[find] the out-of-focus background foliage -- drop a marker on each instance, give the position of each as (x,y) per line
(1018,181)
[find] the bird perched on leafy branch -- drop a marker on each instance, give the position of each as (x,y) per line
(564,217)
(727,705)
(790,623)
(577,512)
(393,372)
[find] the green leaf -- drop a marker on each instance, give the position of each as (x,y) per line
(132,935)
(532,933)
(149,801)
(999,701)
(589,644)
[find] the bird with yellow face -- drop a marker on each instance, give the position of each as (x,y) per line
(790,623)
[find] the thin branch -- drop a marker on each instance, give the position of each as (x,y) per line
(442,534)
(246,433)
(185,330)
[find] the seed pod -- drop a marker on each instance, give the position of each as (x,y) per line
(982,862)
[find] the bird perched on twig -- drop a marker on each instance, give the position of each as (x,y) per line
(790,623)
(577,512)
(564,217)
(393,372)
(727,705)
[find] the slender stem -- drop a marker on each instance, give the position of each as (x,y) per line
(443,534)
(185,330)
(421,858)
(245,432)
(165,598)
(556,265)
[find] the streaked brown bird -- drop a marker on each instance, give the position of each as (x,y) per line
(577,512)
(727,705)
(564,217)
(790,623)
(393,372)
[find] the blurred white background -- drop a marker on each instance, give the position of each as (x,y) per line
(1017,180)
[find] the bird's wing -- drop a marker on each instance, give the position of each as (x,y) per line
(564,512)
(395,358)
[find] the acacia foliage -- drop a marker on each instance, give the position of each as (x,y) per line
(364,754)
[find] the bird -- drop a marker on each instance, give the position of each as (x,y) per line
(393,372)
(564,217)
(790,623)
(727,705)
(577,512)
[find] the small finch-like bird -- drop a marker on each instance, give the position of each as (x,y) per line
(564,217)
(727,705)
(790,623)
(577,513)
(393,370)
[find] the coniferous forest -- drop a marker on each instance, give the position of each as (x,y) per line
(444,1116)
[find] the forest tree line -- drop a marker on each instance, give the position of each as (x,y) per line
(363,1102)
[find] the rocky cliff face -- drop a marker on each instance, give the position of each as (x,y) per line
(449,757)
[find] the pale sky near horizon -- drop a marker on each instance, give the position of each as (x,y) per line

- [TASK GOAL] Nothing in the data should be altered; please repeat it exactly.

- [EXERCISE OUTPUT]
[find] the out-of-focus background foliage -- drop a marker on each instance, give the position of each as (x,y) per line
(1018,181)
[find] the bird perched on leafy branch -- drop a marker on each instance, give the position of each as (x,y) per line
(564,217)
(727,705)
(790,623)
(577,512)
(393,372)
[find] the green leaf -- drop a marker on each instance, give the position of each as (x,y) per line
(132,935)
(532,933)
(149,801)
(999,701)
(589,644)
[find] the bird with yellow face -- drop a marker on each instance, give the position of each as (x,y) per line
(790,623)
[find] the thin branch -- drop a marker on each instance, give the position of each as (x,y) per line
(442,534)
(246,433)
(185,330)
[find] the seed pod -- drop a marker on each instance, give the position of each as (x,y) per line
(982,862)
[find] the bird perched on twig -- drop a marker on each instance, give the position of each as (x,y) per line
(790,623)
(577,512)
(564,217)
(393,372)
(727,705)
[find] the slender stem -- drop a marker on each instance, give the position of each as (x,y) per line
(443,534)
(185,330)
(421,858)
(245,432)
(165,598)
(556,265)
[find] the streaked brown bird -- drop a marker on each instance, give the position of each as (x,y) per line
(577,512)
(727,705)
(564,217)
(790,623)
(393,372)
[find] the blurred white background -- drop a marker on each instance, give the position of each as (x,y) per line
(1017,180)
[find] the bird's wing -- drop a marker on each instance, give the position of each as (x,y) per line
(564,512)
(395,358)
[find] the acacia foliage -- drop a marker on each instance, give the position of each as (x,y) per line
(364,754)
[find] the bird -- drop a marker on each instance, give the position of each as (x,y) per line
(393,372)
(564,217)
(790,623)
(727,705)
(577,512)
[find] the small finch-like bird -- drop a marker on each instance, give the position of each as (x,y) per line
(564,217)
(727,705)
(790,623)
(577,513)
(393,370)
[find] the coniferous forest -- drop a marker on each instance, give the position of each as (x,y) per line
(444,1116)
[find] the forest tree line -- drop a marker on each instance, give the position of each as (x,y) per line
(363,1102)
[find] the rocky cliff face -- drop a marker on each instance, give the position of each as (x,y) per line
(449,757)
[find] the pale sky near horizon -- drop a marker on each instance, give the position of each as (x,y) per line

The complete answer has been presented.